Stated task: Return the records below from the line containing "For the benchmark, annotate every instance of the white" onward, exactly, through and including the last line.

#####

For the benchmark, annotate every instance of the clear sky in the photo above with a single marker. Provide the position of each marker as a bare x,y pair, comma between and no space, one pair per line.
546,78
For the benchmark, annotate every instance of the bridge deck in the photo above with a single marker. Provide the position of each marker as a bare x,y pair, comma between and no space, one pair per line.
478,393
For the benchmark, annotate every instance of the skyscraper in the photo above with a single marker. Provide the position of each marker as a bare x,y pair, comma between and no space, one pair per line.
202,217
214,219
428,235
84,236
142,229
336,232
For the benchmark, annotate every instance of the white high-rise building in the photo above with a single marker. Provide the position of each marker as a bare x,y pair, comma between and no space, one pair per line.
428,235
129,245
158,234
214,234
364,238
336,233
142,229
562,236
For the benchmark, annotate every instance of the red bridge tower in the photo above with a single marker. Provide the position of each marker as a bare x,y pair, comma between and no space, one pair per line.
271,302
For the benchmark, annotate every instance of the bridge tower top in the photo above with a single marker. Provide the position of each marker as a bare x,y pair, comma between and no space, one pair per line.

#####

Task answer:
For the benchmark, annotate every instance of the white high-rise building in the photo above with a single marker. Provide the position of each marker as a bare x,y pair, comma between and no space, one pair per line.
428,235
129,245
158,234
214,234
364,238
336,233
142,229
562,236
For the benchmark, annotate every instance of the red bridge tower in the photo above with a single marker. Provide the position of each marker as a bare x,y pair, comma between and no space, one pair per line.
271,302
For the benchmark, annotate every instance of the bridge tower top in the photo above with a single marker. Provide the position of each marker as a bare x,y pair, comma between and no space, one pair per line.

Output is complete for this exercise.